▶ _What is required_
If a line in the data contains "boulder", copy it out.

###

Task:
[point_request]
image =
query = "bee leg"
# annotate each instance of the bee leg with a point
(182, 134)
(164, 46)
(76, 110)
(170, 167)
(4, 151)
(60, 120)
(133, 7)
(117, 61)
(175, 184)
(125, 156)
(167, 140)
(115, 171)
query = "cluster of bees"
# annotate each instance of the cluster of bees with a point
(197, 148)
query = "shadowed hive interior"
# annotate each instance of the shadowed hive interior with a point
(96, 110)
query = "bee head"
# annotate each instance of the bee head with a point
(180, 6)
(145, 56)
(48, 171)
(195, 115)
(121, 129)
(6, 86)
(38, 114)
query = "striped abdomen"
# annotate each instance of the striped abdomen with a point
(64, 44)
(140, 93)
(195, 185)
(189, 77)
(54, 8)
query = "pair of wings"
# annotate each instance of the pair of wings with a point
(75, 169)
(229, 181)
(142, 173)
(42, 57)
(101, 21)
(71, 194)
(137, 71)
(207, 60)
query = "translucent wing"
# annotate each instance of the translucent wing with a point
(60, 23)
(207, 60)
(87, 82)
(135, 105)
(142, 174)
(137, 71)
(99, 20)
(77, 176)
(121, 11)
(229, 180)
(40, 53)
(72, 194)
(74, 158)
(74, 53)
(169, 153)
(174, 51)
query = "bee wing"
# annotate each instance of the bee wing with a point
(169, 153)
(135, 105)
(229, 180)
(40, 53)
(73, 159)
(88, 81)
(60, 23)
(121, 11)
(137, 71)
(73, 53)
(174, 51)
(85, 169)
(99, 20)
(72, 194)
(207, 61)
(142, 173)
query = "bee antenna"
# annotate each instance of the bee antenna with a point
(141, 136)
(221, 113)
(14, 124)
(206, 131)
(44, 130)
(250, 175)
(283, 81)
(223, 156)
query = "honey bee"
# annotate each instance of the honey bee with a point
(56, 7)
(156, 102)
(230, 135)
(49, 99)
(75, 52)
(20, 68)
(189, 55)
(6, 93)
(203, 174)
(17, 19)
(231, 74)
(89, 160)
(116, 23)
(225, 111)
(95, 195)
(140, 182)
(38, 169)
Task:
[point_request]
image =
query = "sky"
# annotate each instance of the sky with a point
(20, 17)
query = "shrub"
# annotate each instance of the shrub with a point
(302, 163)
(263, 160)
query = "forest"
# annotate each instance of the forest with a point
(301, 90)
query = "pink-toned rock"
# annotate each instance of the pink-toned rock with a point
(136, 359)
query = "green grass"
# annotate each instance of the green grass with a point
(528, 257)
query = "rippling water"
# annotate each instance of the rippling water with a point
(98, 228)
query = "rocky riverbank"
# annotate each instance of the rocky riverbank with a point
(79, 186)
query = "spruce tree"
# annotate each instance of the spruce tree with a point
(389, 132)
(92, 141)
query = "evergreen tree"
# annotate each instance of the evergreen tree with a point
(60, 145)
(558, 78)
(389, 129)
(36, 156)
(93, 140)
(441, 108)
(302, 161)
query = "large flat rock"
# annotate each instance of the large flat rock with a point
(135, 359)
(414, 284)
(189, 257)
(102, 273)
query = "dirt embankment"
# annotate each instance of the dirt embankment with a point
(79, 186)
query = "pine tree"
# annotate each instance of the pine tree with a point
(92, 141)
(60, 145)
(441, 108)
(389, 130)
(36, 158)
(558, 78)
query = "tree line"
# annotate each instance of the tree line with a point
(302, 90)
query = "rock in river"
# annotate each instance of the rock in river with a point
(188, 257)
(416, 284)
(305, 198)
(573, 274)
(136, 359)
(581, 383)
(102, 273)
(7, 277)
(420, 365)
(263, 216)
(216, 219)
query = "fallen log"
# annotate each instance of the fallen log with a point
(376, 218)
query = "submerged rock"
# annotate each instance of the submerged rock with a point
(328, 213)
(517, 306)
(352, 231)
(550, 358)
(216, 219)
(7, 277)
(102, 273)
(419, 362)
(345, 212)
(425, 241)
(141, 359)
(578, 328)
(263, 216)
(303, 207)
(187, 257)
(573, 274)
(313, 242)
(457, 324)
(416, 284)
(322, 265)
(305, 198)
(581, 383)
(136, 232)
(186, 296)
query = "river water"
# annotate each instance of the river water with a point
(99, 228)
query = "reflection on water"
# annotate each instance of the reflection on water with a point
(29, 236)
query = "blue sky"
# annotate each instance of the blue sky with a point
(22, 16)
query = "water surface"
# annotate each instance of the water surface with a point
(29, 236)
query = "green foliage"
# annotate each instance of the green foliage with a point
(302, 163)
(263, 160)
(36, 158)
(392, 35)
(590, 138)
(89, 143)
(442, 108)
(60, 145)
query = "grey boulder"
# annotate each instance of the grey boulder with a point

###

▶ _Answer space_
query = "grey boulder"
# annotate each instance of the grey boulder with a point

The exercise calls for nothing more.